2019年3月1日より始動した「Dentsu Craft Tokyo」は、総勢31名のクリエイターやプロデューサーが会社の枠組みを超えて集結した「クリエーティブハウス」。テクノロジー、デザイン、プロデュース各領域のヘッドに各社のトップクリエイターを据えることで、これまでの広告コミュニケーションにはなかった新たな表現方法や制作体制、そして人材育成のあり方を模索していくという。
フリーランス人口の増加やインフルエンサーの台頭を背景に、個人が強い力を持つ「個の時代」と呼ばれるようになっているが、その一方で課題も浮き彫りに。どれだけ優秀な人であっても、予算の大きなプロジェクトを個人で請け負うことはなかなか難しいだろうし、活動の規模も一気にシュリンクしがちだ。
その中において、「Dentsu Craft Tokyo」の動きは「個」ではなく、「チーム」の価値を再定義するものになっている。彼らはどのような未来を見据えているのだろうか。今回、「Dentsu Craft Tokyo」でヘッドを務める菅野薫、徳井直生、鎌田貴史、カワシマタカシの4名にお集まりいただいた。
世の中はどんどん変わってきているじゃないですか。変化に対応して、もの作りの姿勢も柔軟に変えていくべきだと感じたんです。(菅野)
―「Dentsu Craft Tokyo」を結成するにあたり、菅野さんが主導して動かれたと聞きました。どのような問題意識から今回の合流を考えたのでしょうか?
菅野:プロジェクトを進めるときに、関わるそれぞれの会社という組織の枠組みや、扱う領域の定義に関して、不便だなと感じることが多々あって。例えば、いまの広告の制作体制って、雑誌や新聞を含む紙媒体と、TVなどの映像媒体が、マスメディアとしてコミュニケーションの覇権を握っていた頃の制作プロセスが最適化されて生まれたじゃないですか。

+++

取り組む課題:
(a) 次の(i)〜(iii)がDentsu Craft Tokyoの記事の内容と合っているかを判断してください。それぞれ「はい」か「いいえ」で答え、決め手となる記事の語句をそのまま引用してください。(i) Dentsu Craft Tokyoは2019年3月1日に始動した。(ii) 総勢31名のメンバーは全員が同じ一つの会社から集まった。(iii) 今回集まったヘッドは3名である。
(b) Dentsu Craft Tokyoの記事について、「菅野:プロジェクトを進めると」で始まる箇所から「れて生まれたじゃないですか。」に至るまでを一字も変えずに書き写してください。
(c) Dentsu Craft Tokyoの記事の最後の一文に続けて、その先を書き進めてください。

+++

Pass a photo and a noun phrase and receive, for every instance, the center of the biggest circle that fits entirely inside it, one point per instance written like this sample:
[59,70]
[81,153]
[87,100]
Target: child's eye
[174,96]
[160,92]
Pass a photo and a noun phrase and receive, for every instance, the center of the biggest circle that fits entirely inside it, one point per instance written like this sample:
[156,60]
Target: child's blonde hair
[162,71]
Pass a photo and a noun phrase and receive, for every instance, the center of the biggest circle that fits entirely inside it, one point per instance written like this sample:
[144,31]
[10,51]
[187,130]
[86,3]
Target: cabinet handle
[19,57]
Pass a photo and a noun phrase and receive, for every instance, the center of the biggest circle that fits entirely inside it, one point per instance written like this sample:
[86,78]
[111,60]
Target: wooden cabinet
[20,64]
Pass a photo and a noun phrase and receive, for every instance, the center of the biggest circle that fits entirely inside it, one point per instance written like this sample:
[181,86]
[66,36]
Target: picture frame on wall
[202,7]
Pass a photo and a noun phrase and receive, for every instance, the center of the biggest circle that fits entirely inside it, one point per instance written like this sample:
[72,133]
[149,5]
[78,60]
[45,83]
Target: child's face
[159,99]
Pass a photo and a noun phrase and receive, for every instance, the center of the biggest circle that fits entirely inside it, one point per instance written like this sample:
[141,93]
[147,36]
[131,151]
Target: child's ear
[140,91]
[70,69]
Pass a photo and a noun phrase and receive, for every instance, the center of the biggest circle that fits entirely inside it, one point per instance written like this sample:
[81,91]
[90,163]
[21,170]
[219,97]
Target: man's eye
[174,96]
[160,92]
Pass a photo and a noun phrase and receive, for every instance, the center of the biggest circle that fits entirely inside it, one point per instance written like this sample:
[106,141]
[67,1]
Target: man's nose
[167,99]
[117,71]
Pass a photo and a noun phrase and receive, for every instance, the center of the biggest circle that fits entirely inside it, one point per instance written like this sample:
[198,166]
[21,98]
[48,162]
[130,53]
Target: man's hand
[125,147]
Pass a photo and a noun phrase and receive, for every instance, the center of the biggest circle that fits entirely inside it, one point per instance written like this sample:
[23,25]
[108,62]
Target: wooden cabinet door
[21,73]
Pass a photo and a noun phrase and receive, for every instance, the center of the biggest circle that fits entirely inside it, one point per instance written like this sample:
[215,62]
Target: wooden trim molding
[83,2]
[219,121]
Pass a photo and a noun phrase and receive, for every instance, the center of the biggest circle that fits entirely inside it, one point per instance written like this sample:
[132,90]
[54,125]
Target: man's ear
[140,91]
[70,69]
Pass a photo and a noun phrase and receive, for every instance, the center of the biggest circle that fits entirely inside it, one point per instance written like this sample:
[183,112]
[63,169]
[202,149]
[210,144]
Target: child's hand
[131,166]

+++

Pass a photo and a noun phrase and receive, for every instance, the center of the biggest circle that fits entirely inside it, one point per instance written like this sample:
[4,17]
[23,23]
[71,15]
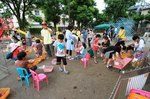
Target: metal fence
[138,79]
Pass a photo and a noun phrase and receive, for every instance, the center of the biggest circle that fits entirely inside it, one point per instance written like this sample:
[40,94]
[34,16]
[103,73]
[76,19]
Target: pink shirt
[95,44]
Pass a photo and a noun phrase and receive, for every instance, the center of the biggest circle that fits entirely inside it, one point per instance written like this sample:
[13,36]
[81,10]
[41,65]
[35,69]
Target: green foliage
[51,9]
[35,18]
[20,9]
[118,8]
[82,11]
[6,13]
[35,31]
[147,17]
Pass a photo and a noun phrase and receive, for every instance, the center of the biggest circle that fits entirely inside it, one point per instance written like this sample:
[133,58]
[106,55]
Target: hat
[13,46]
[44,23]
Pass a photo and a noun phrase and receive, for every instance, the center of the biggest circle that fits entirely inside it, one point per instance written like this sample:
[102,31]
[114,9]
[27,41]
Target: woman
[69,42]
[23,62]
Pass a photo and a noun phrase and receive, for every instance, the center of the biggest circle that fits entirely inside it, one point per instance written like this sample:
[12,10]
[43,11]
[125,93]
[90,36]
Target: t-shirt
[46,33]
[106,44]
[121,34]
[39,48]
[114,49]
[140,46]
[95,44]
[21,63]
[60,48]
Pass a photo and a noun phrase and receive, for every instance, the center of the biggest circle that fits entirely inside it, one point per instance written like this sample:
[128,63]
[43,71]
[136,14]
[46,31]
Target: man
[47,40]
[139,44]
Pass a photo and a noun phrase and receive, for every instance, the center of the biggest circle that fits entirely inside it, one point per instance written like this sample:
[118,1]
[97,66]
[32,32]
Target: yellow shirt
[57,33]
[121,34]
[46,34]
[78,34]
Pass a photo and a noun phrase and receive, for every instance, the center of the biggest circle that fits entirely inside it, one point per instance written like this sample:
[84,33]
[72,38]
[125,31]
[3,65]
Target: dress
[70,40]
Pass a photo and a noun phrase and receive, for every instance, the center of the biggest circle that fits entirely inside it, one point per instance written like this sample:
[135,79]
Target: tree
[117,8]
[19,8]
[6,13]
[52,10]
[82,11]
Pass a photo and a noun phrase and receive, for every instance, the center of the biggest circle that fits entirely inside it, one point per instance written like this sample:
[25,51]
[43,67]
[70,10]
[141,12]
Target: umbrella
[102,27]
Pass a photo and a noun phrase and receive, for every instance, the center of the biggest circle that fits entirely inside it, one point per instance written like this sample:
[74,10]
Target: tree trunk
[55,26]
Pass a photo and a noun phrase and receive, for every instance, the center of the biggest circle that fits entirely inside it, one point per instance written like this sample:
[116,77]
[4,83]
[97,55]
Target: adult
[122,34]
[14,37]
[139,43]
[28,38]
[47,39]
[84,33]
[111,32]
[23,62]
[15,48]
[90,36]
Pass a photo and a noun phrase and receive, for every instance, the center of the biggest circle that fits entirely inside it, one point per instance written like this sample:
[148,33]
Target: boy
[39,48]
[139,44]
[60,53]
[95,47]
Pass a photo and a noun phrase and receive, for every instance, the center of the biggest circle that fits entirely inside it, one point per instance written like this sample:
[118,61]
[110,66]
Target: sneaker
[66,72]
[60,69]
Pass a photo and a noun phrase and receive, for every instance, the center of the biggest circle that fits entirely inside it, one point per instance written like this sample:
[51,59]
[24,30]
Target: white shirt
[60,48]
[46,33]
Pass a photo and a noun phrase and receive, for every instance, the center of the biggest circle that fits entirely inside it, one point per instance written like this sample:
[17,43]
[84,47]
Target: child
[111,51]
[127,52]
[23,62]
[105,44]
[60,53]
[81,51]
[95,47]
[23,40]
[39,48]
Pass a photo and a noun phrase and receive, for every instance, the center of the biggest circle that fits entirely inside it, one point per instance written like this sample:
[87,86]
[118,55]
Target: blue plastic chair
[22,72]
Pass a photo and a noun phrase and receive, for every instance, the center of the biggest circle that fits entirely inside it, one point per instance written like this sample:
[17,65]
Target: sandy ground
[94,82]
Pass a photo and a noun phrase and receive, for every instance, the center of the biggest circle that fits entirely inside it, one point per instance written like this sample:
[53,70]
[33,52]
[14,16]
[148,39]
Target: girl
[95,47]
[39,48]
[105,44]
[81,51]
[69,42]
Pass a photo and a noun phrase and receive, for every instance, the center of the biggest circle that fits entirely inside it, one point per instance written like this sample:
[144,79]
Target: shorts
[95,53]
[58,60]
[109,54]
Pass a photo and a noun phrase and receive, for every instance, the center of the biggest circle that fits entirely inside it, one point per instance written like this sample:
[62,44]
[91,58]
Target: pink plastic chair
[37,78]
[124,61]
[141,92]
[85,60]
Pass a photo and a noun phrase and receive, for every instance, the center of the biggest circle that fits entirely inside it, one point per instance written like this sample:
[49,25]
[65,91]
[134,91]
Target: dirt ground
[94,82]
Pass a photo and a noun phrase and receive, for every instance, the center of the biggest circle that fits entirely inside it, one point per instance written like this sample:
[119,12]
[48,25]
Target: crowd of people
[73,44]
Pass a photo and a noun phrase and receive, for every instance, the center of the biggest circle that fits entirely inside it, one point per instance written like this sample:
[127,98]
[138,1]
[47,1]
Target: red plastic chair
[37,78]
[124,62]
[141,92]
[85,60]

+++

課題の解答:
(a)
(i) はい。「2019年3月1日より始動した」
(ii) いいえ。「総勢31名のクリエイターやプロデューサーが会社の枠組みを超えて集結した」
(iii) いいえ。「菅野薫、徳井直生、鎌田貴史、カワシマタカシの4名」

(b)
菅野:プロジェクトを進めるときに、関わるそれぞれの会社という組織の枠組みや、扱う領域の定義に関して、不便だなと感じることが多々あって。例えば、いまの広告の制作体制って、雑誌や新聞を含む紙媒体と、TVなどの映像媒体が、マスメディアとしてコミュニケーションの覇権を握っていた頃の制作プロセスが最適化されて生まれたじゃないですか。

(c)
でも、すっごく当たり前のことを言いますが、世の中はどんどん変わってきている(笑)。WebやAI(人工知能)が世界を大きく変えたのは言うまでもないですし、さまざまなテクノロジーによって新しいメディアがどんどん誕生しています。そういったメディアの変化に対応して、もの作りの姿勢も柔軟に変えていくべきだと感じたんです。
―たしかに、広告会社の組織形態は昔から変わらないままという印象があります。
菅野:とはいえ、企業内で慣習化された仕組みってそんなに簡単には変えられないじゃないですか。スタッフィングに関しても、ある程度社内で座組みが決まってしまう。あえて言えば元広告会社で独立したクリエイターとチームを組むくらい。でも、いまの時代ってどこにも属していないけどすごい技術や知識を持った個人がたくさんいて、彼らと業界や組織の壁を超えて、もっと自由にチームを組める状況を作りたかったんです。
―電通という巨大企業ではできないことに取り組もうと考えたのですか?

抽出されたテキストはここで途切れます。